**Texte présenté:**
La peine des uns fait l’affaire des autres

Depuis son ouverture en 2010, le centre pénitentiaire de Vivonne a largement contribué au développement économique de la commune... mais pas que. Entre et hors les murs, la prison génère des retombées économiques importantes, bien que difficiles à chiffrer.

Arnault Varanne

Le7.info

A chaque « bloc », sa chaîne de production, quasi industrialisée. Certains assemblent des compteurs électriques, d’autres des poubelles d’avions de ligne, d’autres encore des cartons d’emballage pour une célèbre marque de champagne. Ce lundi matin, dans l’atelier du centre pénitentiaire de Vivonne, ils sont plusieurs dizaines à travailler sous étroite surveillance. « Je crois beaucoup au travail des détenus. L’atelier est un lieu très structurant pour eux. » Face au député Sacha Houlié, en visite parlementaire, la directrice de la prison Karine Lagier parle sans langue de bois. « Pour les entreprises, c’est une main-d’œuvre pas chère, rémunérée 1,23€ de l’heure, sans contrat de travail. Pour les détenus, c’est une opportunité de se rendre utile, de gagner un peu d’argent et, surtout, de quitter la cellule pendant quelques heures. »

Certains diront que la peine des uns fait l’affaire des autres. C’est un fait, la prison génère de nombreuses retombées économiques, à commencer par cette mise à disposition de main-d’œuvre à bas coût. Au-delà, la rémunération des détenus et les dons que leur font leurs familles par mandat génèrent un véritable « business » au cœur du centre pénitentiaire. « Avec leur argent, les prisonniers peuvent s’acheter de la nourriture, du tabac, des cosmétiques, une télévision, une chaîne Hi-Fi..., reprend Karine Lagier. Aucune monnaie ne circule pour autant entre les murs. Les agents pénitentiaires gèrent les comptes des détenus. »

600 détenus = 600 habitants

Hors les murs, les premiers bénéficiaires de ce « business » sont les commerces alentours. Le buraliste de la Grand’Rue, à Vivonne, écoule ainsi « une centaine de cartouches de tabac tous les quinze jours ». « Le cahier des charges de la prison impose aux employés de s’approvisionner au plus près, explique Julien Descartes. Pour nous, c’est tout bénef’ ! » Dans le reste de la commune, rares sont les commerçants à se plaindre de la proximité avec la prison. « Les familles des détenus s’arrêtent souvent déjeuner ici, lâche un restaurateur du bourg. Depuis son ouverture en 2010, le centre pénitentiaire a pas mal dopé l’activité du coin. » Un propos confirmé par le maire de Vivonne, Maurice Ramblière, qui a vu sa population augmenter de plus de 25% en sept ans. « Les six cents détenus (*) sont comptabilisés comme des habitants de Vivonne. Une partie des 261 employés se sont en outre installés sur la commune avec leur famille. Je ne vais pas dire bravo, mais la prison participe à notre développement économique. »

**Données enregistrées:**
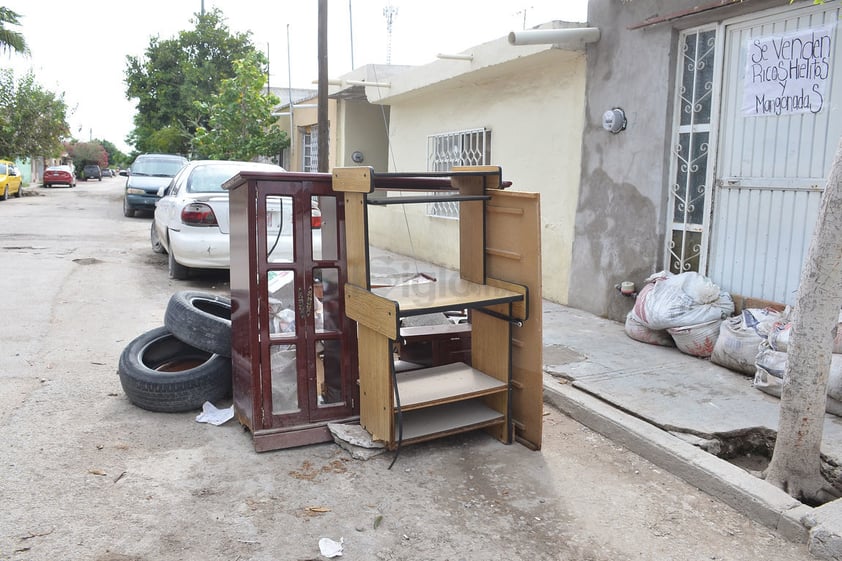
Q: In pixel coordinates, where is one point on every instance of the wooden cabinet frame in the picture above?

**Travail à faire:**
1 > Selon l'article sur le centre pénitentiaire de Vivonne, quel est le taux horaire de rémunération des détenus qui travaillent en atelier ?
2 > Poursuivez l'article sur le centre pénitentiaire de Vivonne après sa dernière phrase.

**Corrigé:**
1 > 1,23 € de l'heure, sans contrat de travail.

2 >
Grâce à ce gain de population, Vivonne a « moins subi que d’autres communes les baisses de dotations de l’Etat ». En conséquence, la taxe foncière augmente moins vite qu’ailleurs, comme en atteste l’observatoire de l’Union nationale des propriétaires immobiliers sur la période 2011-2016 : +16,93% à Vivonne, +19,28% en moyenne dans le reste du département. Si les retombées économiques globales « sont difficilement chiffrables », dixit Maurice Ramblière, il n’en demeure pas moins que l’installation de « cette entreprise comme une autre » profite à tous. « Les « matons » s’engagent dans des associations, achètent des terrains, consomment dans les commerces vivonnois et ceux des communes alentours, inscrivent leurs enfants à l’école. Quant aux visites régulières des familles de détenus, elles ont permis d’augmenter la desserte des cars et du TER. » Pour la petite histoire, lorsque son homologue charentais de La Couronne est venu lui demander son avis sur l’implantation d’une prison, Maurice Ramblière a répondu du tac au tac : « N’hésite pas, fonce ! »

 

(*) 435 femmes et hommes sont actuellement détenus à Vivonne. La réouverture du centre de détention en janvier prochain (cf. colonne) permettra d’accueillir plus de six cents personnes au total.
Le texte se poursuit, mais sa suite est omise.